Exercício :: Devolva, sem mudar nada, o trecho do excerto sobre Isolda Atayde que começa nas palavras "Na 5.ª Conferência" e acaba depois de "tratado em Portugal.".

Excerto ::
● ● ●
Um livro e uma terapeuta ensinaram-lhes uma primeira de várias coisas: “Ter o apoio dos pais faz toda a diferença para estas pessoas no futuro”, diz Isolda Atayde numa entrevista ao PÚBLICO. A activista — que deixou o trabalho de contabilista a tempo inteiro — dedica-se agora a partilhar a sua experiência e todo o tipo de informação útil na sua página no Facebook e em encontros internacionais, como o realizado este mês em Lisboa.

Na 5.ª Conferência Internacional de Associações de Pais de LGBT (Lésbicas, Gays, Bissexuais, Travestis, Transexuais e Transgéneros) — organizada nos dias 10, 11 e 12 de Outubro pela Amplos (Associação de Mães e Pais pela Liberdade de Orientação Sexual e identidade de género) — Isolda Atayde partilhou o seu testemunho. A associação portuguesa diz que foi a primeira vez que o tema das crianças de género diverso foi tratado em Portugal.

A história de Isolda Atayde é tanto sua, como do rapaz que deu à luz, há sete anos, diz. Com pouco mais de dois anos, a criança rejeitava brinquedos masculinos, só queria bonecas e escondia-se nos armários para vestir saias e vestidos. Sentia vergonha e chorava quando lhe diziam e insistiam que era um rapaz. Um dia, com apenas três anos e meio, disse à mãe: “Eu sei que nasci menino, mas sou uma menina e quero ser uma menina.”
● ● ●
(Dados de deteção de objetos)

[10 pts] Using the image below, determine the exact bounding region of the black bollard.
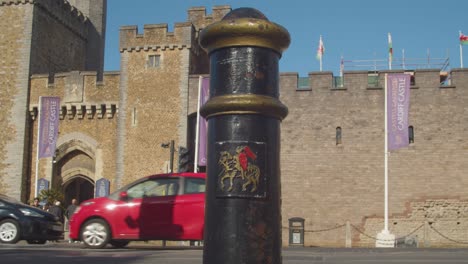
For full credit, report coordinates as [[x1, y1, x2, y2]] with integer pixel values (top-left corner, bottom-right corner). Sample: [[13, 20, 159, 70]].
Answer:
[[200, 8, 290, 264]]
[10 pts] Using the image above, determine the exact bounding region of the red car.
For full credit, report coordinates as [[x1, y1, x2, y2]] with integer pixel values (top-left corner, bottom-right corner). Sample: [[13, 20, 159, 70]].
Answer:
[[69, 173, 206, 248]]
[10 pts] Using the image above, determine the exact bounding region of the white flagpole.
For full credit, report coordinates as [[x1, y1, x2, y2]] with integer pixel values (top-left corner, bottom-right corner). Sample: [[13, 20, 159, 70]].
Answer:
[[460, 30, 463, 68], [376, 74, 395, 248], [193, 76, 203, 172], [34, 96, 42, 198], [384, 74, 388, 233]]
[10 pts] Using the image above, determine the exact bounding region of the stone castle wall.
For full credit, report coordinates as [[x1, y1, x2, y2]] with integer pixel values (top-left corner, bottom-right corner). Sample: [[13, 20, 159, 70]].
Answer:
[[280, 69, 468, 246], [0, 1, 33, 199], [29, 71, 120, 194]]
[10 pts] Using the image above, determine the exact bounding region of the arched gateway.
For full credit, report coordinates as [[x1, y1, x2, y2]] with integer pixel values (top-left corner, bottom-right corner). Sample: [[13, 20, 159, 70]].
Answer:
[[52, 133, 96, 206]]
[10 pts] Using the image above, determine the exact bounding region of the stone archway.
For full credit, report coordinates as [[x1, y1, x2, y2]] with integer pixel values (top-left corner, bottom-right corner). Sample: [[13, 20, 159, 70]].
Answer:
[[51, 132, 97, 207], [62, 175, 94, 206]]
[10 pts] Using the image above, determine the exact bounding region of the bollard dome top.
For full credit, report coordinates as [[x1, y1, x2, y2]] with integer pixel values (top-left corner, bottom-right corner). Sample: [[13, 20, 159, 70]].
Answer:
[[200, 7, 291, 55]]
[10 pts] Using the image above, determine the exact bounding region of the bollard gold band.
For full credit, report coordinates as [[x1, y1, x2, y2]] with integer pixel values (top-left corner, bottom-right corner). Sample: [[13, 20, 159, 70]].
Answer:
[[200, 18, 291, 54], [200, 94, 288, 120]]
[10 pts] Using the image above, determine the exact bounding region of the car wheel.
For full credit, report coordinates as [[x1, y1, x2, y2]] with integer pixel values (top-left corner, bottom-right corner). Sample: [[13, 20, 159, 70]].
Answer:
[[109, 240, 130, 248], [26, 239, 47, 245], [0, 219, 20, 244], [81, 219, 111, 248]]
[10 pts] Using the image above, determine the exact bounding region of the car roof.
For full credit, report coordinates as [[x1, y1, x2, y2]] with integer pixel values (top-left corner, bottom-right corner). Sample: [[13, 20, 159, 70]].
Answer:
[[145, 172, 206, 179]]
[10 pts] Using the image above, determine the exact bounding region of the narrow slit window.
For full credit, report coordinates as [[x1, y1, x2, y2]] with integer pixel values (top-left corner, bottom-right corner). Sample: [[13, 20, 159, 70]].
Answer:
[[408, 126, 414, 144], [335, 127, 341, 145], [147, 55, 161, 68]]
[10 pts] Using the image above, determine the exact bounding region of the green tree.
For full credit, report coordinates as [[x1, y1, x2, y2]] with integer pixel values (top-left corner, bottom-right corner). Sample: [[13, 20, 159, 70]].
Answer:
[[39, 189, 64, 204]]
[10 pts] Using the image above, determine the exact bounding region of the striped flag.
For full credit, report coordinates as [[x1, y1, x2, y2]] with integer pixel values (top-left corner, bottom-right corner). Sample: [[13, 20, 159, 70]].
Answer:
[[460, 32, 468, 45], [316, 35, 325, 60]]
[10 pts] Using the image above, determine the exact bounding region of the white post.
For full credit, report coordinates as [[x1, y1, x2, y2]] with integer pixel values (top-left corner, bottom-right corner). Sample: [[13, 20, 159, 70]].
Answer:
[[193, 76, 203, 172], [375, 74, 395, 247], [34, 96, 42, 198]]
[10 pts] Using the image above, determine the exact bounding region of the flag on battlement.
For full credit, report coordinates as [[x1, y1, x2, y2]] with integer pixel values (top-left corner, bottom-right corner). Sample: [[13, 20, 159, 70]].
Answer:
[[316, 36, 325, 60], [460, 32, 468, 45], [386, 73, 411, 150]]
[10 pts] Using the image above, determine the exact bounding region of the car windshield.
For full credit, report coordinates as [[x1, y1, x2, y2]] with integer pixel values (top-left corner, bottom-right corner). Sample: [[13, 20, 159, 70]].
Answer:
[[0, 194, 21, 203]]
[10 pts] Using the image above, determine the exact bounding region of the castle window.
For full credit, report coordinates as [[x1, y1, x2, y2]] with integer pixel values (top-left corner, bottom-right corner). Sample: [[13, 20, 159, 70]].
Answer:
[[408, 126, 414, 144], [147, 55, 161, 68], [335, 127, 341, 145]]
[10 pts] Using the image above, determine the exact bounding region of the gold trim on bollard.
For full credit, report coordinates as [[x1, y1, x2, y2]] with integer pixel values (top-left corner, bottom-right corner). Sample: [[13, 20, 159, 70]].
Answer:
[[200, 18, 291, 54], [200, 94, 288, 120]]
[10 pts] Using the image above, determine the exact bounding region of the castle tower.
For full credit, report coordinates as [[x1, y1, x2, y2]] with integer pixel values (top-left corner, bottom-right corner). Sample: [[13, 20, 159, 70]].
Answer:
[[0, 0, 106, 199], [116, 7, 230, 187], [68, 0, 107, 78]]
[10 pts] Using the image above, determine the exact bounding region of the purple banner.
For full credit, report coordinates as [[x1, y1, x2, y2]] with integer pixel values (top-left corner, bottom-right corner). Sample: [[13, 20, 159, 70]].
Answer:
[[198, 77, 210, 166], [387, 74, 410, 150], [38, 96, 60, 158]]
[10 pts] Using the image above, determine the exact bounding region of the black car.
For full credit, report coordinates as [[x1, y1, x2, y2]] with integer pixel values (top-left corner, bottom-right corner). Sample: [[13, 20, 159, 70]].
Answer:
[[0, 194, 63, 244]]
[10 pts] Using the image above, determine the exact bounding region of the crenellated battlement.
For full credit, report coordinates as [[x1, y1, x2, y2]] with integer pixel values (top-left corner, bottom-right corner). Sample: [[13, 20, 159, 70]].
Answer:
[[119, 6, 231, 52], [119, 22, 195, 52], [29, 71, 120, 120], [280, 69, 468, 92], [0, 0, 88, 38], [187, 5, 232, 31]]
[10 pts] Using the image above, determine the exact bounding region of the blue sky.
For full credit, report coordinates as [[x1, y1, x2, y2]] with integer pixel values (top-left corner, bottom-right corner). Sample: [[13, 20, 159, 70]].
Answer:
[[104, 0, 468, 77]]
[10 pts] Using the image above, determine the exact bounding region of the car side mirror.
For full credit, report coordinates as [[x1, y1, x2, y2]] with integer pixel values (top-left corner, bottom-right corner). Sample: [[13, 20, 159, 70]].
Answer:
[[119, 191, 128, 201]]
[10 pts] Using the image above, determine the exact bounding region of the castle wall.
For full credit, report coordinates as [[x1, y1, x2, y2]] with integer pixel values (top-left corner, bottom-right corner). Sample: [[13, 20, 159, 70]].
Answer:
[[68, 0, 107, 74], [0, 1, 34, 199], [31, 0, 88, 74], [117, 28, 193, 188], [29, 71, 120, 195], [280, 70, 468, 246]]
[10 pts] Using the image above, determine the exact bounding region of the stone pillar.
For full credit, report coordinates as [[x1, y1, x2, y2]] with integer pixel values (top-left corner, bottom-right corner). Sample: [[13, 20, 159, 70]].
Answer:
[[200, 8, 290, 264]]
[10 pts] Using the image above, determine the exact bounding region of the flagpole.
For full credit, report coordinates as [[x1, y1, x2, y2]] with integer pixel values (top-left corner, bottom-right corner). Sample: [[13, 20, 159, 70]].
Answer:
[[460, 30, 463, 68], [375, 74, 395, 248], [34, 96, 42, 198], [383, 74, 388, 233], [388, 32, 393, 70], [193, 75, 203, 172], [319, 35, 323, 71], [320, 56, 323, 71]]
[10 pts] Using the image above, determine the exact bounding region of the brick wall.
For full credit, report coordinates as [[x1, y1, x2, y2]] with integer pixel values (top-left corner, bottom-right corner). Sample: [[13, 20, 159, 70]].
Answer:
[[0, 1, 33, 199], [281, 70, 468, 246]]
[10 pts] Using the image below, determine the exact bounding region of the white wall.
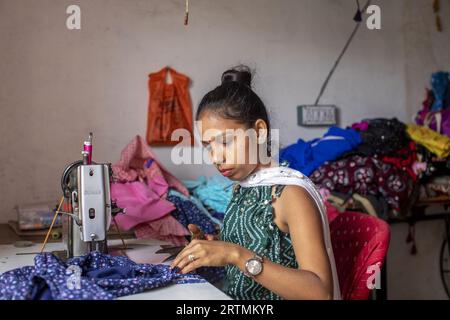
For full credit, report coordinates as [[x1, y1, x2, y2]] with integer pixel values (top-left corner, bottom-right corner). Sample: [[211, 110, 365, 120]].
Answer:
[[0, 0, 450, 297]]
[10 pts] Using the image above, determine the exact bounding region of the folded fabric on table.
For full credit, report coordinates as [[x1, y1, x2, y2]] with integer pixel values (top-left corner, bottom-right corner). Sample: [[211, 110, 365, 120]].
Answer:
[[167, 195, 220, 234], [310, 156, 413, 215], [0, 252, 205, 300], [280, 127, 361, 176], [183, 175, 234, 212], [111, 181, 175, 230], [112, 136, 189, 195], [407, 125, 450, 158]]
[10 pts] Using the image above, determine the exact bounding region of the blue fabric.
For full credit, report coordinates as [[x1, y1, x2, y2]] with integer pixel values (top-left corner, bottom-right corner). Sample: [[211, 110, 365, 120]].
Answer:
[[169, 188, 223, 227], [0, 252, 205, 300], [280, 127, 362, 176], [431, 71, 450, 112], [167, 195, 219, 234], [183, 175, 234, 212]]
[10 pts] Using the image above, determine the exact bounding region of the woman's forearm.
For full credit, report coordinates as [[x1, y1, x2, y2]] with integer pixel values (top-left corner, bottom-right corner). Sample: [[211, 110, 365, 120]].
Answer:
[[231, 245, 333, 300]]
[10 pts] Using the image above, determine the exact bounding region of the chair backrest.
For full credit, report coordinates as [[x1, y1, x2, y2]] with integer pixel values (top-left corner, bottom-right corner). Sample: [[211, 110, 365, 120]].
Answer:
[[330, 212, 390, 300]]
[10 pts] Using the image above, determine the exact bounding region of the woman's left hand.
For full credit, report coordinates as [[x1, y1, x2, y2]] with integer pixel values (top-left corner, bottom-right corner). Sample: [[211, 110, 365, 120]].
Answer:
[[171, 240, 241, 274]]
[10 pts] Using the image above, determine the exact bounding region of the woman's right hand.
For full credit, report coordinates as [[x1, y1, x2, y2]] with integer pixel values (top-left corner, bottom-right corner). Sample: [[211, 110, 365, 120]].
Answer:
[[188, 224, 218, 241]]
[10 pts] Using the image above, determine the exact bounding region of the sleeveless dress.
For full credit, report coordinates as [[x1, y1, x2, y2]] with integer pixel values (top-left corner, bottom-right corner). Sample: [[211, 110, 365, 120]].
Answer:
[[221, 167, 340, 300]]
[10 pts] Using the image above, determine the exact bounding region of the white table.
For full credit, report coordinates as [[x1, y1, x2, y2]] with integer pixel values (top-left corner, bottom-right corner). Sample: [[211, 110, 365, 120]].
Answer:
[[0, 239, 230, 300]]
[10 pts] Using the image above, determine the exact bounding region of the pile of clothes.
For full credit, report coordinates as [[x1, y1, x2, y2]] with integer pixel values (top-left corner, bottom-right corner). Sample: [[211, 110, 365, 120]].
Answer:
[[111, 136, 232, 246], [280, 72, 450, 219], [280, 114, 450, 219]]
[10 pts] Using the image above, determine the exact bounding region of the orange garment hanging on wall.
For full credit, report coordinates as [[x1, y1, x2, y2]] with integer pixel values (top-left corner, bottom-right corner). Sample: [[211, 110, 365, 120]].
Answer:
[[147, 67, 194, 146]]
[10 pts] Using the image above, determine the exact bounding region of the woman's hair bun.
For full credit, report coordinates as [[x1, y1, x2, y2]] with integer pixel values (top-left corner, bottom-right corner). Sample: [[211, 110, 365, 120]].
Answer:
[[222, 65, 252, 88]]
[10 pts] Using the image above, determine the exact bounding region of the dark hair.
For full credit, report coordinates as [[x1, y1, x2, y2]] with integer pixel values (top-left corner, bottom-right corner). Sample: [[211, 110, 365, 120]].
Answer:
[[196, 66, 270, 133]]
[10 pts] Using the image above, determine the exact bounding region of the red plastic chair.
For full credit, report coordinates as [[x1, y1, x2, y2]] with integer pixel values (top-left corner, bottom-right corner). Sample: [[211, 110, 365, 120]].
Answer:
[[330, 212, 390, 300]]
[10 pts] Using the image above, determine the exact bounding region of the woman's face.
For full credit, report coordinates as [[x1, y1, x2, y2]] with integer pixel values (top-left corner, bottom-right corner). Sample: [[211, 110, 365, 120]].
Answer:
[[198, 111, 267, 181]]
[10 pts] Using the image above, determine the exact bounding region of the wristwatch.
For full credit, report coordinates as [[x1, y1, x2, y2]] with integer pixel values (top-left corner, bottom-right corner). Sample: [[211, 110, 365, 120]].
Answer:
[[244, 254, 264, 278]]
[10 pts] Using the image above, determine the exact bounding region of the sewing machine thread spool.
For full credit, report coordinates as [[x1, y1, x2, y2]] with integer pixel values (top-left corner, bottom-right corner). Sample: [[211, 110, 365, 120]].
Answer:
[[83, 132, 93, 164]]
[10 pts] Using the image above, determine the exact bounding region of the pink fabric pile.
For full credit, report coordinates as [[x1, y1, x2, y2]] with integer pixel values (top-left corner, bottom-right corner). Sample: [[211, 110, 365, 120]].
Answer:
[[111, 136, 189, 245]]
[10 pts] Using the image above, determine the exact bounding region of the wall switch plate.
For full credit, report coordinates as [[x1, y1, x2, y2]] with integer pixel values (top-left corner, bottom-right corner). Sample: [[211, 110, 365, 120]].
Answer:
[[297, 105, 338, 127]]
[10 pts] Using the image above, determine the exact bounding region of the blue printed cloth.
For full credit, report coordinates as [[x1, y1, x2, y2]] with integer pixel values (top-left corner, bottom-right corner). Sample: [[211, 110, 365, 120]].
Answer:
● ● ●
Resposta ::
Na 5.ª Conferência Internacional de Associações de Pais de LGBT (Lésbicas, Gays, Bissexuais, Travestis, Transexuais e Transgéneros) — organizada nos dias 10, 11 e 12 de Outubro pela Amplos (Associação de Mães e Pais pela Liberdade de Orientação Sexual e identidade de género) — Isolda Atayde partilhou o seu testemunho. A associação portuguesa diz que foi a primeira vez que o tema das crianças de género diverso foi tratado em Portugal.